Output the material below in full, exactly as it is.

══════

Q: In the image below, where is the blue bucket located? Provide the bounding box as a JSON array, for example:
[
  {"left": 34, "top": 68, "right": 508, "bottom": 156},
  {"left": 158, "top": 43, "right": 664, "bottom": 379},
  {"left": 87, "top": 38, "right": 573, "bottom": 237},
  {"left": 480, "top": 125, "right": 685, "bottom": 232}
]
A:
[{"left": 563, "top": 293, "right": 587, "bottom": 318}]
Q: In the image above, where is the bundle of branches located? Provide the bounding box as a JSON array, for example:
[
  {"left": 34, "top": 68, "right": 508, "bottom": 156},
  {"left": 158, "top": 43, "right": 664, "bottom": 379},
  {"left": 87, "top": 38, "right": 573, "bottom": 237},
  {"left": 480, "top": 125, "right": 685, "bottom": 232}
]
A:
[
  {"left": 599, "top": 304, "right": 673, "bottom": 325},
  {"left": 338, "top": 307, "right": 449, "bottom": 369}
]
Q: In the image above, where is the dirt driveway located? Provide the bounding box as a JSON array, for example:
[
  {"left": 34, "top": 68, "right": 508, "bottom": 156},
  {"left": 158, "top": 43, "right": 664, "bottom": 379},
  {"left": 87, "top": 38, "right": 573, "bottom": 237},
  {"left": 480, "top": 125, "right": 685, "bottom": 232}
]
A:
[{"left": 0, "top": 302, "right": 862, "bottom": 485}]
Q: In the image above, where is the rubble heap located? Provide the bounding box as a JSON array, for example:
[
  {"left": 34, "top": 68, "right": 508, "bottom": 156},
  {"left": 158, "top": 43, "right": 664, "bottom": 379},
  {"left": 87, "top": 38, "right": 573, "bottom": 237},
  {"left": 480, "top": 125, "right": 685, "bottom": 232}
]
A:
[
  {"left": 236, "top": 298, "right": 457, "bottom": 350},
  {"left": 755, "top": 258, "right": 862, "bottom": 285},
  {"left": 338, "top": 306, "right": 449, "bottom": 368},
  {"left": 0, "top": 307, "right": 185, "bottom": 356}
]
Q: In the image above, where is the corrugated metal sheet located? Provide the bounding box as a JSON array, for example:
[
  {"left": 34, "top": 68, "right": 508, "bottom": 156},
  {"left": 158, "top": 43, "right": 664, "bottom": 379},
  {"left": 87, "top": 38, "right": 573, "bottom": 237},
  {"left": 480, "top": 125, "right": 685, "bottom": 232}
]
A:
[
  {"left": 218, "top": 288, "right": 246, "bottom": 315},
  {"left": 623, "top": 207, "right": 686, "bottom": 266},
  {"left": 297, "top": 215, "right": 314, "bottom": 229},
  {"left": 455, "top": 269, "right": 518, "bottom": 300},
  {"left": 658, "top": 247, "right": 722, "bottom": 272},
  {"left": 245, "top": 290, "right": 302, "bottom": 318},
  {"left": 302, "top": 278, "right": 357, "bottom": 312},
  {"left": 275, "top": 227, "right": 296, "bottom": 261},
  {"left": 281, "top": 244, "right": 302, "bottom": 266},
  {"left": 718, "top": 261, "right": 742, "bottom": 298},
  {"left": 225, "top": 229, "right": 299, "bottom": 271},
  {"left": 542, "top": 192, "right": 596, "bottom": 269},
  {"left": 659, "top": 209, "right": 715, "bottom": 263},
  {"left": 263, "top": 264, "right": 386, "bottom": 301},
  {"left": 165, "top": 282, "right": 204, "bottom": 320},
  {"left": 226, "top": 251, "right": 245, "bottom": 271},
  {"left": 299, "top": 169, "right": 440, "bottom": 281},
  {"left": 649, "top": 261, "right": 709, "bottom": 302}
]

══════

• RESULT OF THIS EXERCISE:
Q: In the image below, where is the blue bucket located? Provide the bounding box as a JSON array, for example:
[
  {"left": 34, "top": 68, "right": 508, "bottom": 156},
  {"left": 158, "top": 43, "right": 664, "bottom": 379},
  {"left": 87, "top": 38, "right": 573, "bottom": 237},
  {"left": 480, "top": 125, "right": 685, "bottom": 232}
]
A:
[{"left": 563, "top": 293, "right": 587, "bottom": 318}]
Q: In the image above, where is the bundle of branches located? Provide the bounding box as a JSON array, for example:
[
  {"left": 34, "top": 68, "right": 508, "bottom": 156},
  {"left": 158, "top": 43, "right": 664, "bottom": 379},
  {"left": 87, "top": 38, "right": 573, "bottom": 237},
  {"left": 480, "top": 125, "right": 685, "bottom": 232}
]
A:
[
  {"left": 599, "top": 304, "right": 673, "bottom": 325},
  {"left": 338, "top": 307, "right": 449, "bottom": 369}
]
Q: In the image above, where is the dirt driveway located? Provide the bounding box as a JSON array, for example:
[
  {"left": 34, "top": 68, "right": 508, "bottom": 156},
  {"left": 158, "top": 43, "right": 664, "bottom": 379},
  {"left": 87, "top": 38, "right": 573, "bottom": 237},
  {"left": 480, "top": 125, "right": 685, "bottom": 232}
]
A:
[{"left": 0, "top": 302, "right": 862, "bottom": 485}]
Q: In the image above, where is the rubble heap located? Provide the bounding box as a JSON array, for example:
[
  {"left": 34, "top": 68, "right": 508, "bottom": 156},
  {"left": 158, "top": 43, "right": 664, "bottom": 379},
  {"left": 87, "top": 38, "right": 573, "bottom": 237},
  {"left": 480, "top": 125, "right": 685, "bottom": 232}
]
A:
[
  {"left": 236, "top": 298, "right": 457, "bottom": 350},
  {"left": 755, "top": 258, "right": 862, "bottom": 285},
  {"left": 338, "top": 306, "right": 449, "bottom": 368},
  {"left": 0, "top": 307, "right": 185, "bottom": 356}
]
Q: In the image above, where is the corrugated metal sheet located? Provide the bounding box as a JSON array, for example:
[
  {"left": 34, "top": 68, "right": 508, "bottom": 156},
  {"left": 158, "top": 43, "right": 664, "bottom": 379},
  {"left": 87, "top": 38, "right": 573, "bottom": 237},
  {"left": 480, "top": 125, "right": 685, "bottom": 232}
]
A:
[
  {"left": 218, "top": 288, "right": 246, "bottom": 315},
  {"left": 623, "top": 207, "right": 686, "bottom": 266},
  {"left": 297, "top": 215, "right": 314, "bottom": 229},
  {"left": 455, "top": 269, "right": 518, "bottom": 300},
  {"left": 658, "top": 247, "right": 722, "bottom": 272},
  {"left": 245, "top": 290, "right": 302, "bottom": 318},
  {"left": 302, "top": 278, "right": 357, "bottom": 312},
  {"left": 275, "top": 227, "right": 296, "bottom": 261},
  {"left": 281, "top": 244, "right": 302, "bottom": 266},
  {"left": 718, "top": 261, "right": 742, "bottom": 298},
  {"left": 225, "top": 229, "right": 299, "bottom": 271},
  {"left": 542, "top": 192, "right": 596, "bottom": 269},
  {"left": 659, "top": 209, "right": 715, "bottom": 263},
  {"left": 263, "top": 264, "right": 386, "bottom": 301},
  {"left": 165, "top": 282, "right": 204, "bottom": 320},
  {"left": 226, "top": 251, "right": 245, "bottom": 271},
  {"left": 299, "top": 169, "right": 440, "bottom": 281},
  {"left": 649, "top": 261, "right": 709, "bottom": 302}
]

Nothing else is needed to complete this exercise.